§ **Stated task**
Write out the listing below verbatim, line for line, and leave out the pictures.

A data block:
— start —

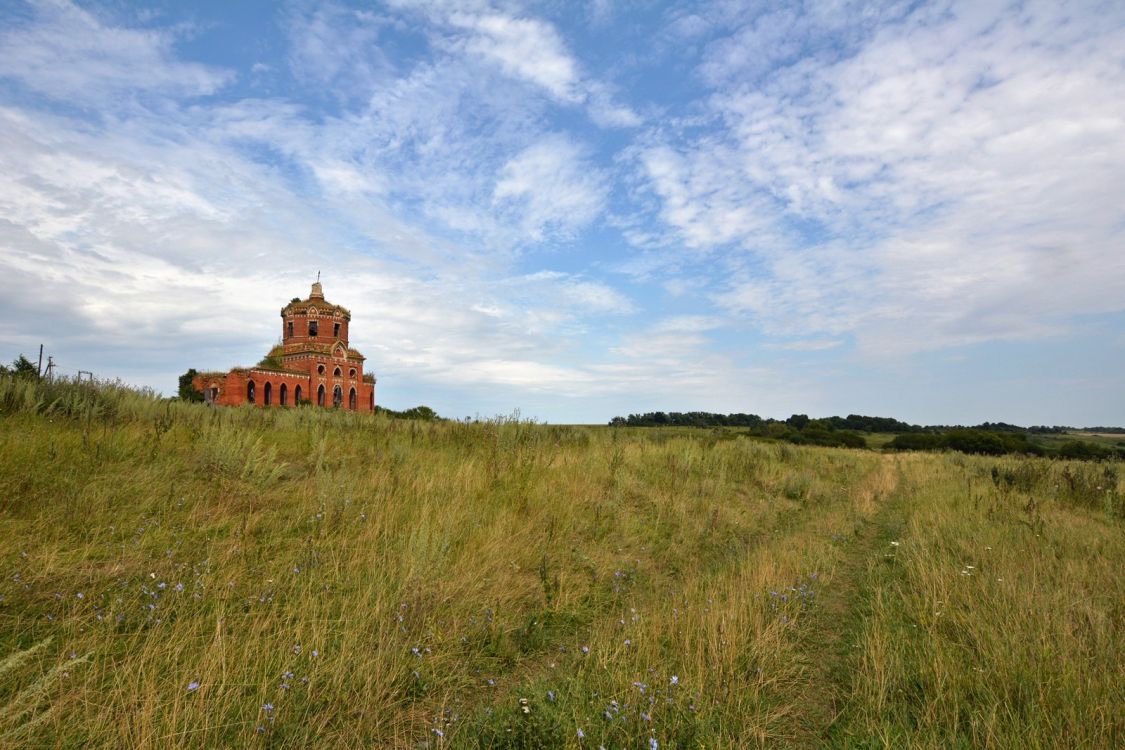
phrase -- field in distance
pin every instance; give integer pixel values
(179, 576)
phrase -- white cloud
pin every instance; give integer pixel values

— end —

§ **Right answer**
phrase -- field in distance
pin every instance; give integer pixel values
(179, 576)
phrase -- white cloud
pin every instance; give integer pixel values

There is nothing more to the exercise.